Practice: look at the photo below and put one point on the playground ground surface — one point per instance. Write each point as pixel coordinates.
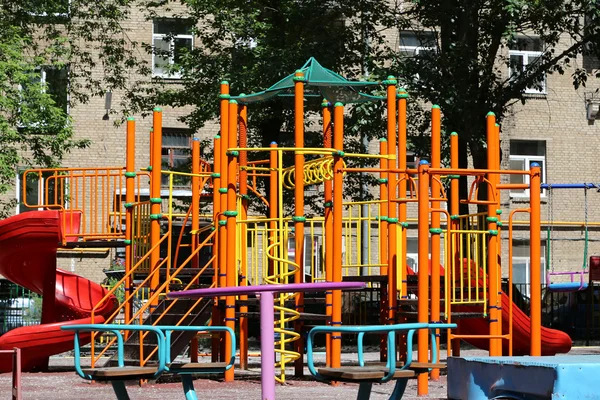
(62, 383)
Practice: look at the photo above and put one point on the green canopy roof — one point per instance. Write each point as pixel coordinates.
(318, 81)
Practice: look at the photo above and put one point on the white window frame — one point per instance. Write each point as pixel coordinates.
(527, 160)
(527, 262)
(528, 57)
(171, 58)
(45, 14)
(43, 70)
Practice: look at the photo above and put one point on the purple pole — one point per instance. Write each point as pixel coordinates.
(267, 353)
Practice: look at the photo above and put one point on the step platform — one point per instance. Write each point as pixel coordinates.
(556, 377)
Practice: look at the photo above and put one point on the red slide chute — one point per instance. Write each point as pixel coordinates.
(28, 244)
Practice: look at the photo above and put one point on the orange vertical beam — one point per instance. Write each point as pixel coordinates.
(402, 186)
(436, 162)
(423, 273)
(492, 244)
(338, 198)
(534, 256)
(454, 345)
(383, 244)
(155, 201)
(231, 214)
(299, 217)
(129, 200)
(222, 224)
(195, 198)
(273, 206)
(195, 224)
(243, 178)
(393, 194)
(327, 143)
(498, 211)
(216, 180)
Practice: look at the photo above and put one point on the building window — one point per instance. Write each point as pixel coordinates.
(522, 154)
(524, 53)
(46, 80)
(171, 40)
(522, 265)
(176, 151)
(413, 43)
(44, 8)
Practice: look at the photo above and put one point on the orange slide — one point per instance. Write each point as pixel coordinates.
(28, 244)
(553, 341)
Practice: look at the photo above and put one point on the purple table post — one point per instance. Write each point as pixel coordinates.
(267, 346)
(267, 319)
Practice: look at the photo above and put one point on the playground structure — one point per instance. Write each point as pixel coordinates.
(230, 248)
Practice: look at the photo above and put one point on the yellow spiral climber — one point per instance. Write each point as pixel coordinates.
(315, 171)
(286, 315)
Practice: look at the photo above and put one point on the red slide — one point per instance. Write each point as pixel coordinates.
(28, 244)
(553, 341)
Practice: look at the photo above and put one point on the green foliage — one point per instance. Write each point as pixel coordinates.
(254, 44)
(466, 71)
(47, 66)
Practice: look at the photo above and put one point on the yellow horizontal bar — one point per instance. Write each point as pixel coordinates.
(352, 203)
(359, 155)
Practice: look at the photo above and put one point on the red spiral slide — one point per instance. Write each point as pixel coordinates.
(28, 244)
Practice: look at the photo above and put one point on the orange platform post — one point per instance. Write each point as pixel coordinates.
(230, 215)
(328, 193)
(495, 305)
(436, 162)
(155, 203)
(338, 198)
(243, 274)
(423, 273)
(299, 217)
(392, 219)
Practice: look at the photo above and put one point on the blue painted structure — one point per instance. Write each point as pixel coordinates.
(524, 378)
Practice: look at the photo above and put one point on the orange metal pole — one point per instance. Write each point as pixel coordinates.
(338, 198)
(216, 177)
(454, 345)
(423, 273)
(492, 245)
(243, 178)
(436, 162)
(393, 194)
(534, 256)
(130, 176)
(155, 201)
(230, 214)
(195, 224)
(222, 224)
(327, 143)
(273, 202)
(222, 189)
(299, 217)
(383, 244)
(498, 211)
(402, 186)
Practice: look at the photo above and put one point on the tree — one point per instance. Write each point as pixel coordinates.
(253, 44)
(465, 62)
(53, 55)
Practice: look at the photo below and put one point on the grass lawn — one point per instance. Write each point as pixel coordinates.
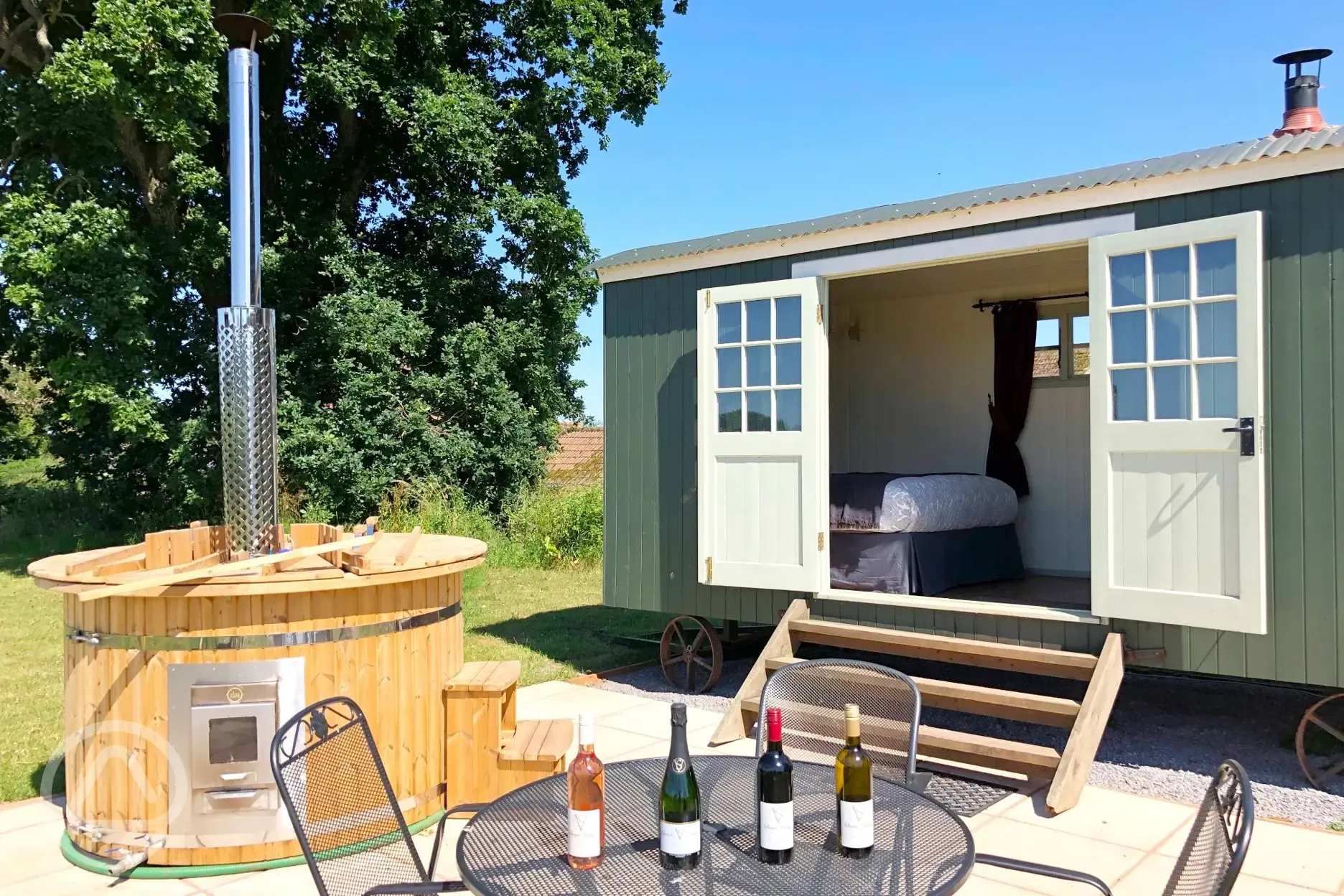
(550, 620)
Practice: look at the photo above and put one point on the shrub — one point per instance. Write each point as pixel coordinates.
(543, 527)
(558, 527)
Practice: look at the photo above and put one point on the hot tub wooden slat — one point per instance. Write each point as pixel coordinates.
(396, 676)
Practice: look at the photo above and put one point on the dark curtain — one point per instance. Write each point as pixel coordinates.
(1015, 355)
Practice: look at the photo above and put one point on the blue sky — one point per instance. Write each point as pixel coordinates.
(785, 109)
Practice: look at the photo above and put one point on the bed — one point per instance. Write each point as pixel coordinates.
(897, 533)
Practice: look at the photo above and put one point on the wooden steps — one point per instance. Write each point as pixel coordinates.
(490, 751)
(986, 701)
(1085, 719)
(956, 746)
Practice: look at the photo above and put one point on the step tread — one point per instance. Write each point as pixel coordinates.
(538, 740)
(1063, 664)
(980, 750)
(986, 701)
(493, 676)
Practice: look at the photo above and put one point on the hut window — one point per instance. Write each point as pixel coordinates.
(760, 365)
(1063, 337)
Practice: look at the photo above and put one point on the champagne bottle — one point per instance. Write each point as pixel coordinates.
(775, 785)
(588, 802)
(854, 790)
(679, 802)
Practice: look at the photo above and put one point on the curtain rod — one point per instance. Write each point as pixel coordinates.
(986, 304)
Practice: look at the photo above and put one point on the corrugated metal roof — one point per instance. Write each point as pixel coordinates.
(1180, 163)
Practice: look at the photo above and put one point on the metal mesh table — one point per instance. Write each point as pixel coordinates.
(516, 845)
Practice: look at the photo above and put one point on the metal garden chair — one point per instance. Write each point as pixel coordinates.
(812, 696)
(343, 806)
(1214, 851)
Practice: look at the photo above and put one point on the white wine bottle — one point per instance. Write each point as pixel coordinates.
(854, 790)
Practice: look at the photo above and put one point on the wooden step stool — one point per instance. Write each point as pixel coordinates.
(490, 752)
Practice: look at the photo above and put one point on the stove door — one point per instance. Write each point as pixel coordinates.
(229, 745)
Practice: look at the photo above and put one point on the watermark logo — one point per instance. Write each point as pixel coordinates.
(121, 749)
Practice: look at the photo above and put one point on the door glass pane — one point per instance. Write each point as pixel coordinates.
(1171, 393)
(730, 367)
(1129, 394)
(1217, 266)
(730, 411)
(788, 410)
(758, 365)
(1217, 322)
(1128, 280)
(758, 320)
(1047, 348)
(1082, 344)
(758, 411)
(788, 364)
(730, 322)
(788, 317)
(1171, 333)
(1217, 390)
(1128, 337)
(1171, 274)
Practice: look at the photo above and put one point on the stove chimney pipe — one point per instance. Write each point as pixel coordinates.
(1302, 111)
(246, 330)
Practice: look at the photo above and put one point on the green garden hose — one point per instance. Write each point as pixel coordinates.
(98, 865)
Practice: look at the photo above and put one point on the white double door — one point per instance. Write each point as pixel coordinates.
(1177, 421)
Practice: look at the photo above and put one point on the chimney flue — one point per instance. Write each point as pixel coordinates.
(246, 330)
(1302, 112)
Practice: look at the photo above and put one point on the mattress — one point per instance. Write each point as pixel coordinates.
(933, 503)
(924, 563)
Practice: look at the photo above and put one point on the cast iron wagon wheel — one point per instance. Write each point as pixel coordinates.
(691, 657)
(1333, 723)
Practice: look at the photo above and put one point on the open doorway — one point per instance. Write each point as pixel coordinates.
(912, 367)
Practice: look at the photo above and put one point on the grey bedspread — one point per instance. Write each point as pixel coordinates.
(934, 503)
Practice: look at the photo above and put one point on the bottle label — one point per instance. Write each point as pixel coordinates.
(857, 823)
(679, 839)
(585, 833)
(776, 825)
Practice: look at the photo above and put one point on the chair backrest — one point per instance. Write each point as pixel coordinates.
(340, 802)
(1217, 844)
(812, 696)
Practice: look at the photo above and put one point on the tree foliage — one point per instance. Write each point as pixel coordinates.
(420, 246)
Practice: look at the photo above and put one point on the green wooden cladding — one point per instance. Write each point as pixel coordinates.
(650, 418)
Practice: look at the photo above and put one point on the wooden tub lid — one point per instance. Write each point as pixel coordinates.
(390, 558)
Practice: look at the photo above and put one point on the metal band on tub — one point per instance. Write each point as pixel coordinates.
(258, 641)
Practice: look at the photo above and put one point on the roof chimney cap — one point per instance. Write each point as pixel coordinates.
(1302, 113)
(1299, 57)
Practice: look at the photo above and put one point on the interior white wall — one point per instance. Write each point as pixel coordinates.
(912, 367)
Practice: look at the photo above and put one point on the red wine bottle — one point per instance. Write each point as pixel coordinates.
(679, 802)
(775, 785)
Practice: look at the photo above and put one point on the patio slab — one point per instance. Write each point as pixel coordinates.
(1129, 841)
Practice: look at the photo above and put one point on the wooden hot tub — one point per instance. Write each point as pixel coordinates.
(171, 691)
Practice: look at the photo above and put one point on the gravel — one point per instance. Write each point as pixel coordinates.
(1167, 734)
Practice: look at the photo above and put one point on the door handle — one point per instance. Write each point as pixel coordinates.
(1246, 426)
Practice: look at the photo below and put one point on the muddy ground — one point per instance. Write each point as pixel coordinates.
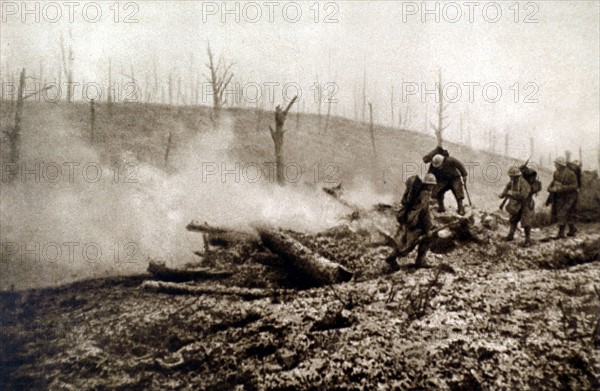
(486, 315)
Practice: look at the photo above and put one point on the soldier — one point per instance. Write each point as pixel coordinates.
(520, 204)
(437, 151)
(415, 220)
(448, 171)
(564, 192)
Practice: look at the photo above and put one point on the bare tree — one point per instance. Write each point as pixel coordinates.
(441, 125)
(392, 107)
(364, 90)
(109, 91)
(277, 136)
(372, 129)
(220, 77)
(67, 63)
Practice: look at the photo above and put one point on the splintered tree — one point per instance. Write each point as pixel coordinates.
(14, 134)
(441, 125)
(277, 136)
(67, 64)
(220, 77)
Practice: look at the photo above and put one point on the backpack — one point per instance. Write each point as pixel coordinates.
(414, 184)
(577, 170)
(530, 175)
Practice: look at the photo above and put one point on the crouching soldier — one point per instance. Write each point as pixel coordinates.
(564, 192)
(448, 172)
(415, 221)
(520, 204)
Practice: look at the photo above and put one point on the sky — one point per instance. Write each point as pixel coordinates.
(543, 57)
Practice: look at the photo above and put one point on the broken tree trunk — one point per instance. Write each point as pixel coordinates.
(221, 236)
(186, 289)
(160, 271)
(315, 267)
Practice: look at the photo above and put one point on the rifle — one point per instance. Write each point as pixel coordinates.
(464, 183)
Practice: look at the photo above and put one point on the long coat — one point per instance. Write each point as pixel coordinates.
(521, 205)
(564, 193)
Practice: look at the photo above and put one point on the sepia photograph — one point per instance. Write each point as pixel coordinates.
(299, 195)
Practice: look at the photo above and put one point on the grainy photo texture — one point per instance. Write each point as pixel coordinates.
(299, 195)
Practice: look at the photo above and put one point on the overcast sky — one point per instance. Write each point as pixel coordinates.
◇ ◇ ◇
Starting from the line containing "on the bare", repeat each line through the end of the entries, exactly.

Practice: look at the photo above and put one point on the bare tree — one point per instance. Write each point as pixel coordinates.
(441, 125)
(392, 107)
(364, 90)
(109, 91)
(277, 136)
(372, 129)
(220, 77)
(67, 63)
Practice: look at the photo above and put one point on the splintered tree — one point per instance. Write each point as pixel coordinates.
(14, 134)
(441, 125)
(277, 136)
(67, 64)
(220, 77)
Practice: look at the photo above and put one point on the backpack — one point per instance. Write each point as pixel coordinates.
(414, 184)
(577, 170)
(530, 175)
Practice: look at the photo above and put one point on the crouching soldier — one point per instance. Write each point as pixel coordinates.
(564, 192)
(448, 172)
(415, 221)
(520, 204)
Practice: look at the photo above and put one point on the sky — one point per instance. Write each point as pixel coordinates.
(543, 57)
Practice: look at the photo above and put one point on the broken tree trunk — one point per instance. Write each point as pixel coordinates.
(221, 236)
(186, 289)
(160, 271)
(315, 267)
Practice: look at the photo above and put one point on the rifle — one point per instance. Write each point as pixel coordinates.
(464, 183)
Practice: look at the photo above and put one point on the long coat — one point per instance. Write each point as pixel coordinates.
(521, 205)
(564, 193)
Practice: look at the photo above and put one point on the sepia photograph — one point per instance. Write each point as pixel coordinates.
(299, 195)
Practice: look at the photo above and put one point on the grainy photo texture — one point per instance. Write each point as pixel coordinates.
(299, 195)
Practice: look at the photo above and put one point on the overcast sky — one point per instance. Write each point as pixel coordinates.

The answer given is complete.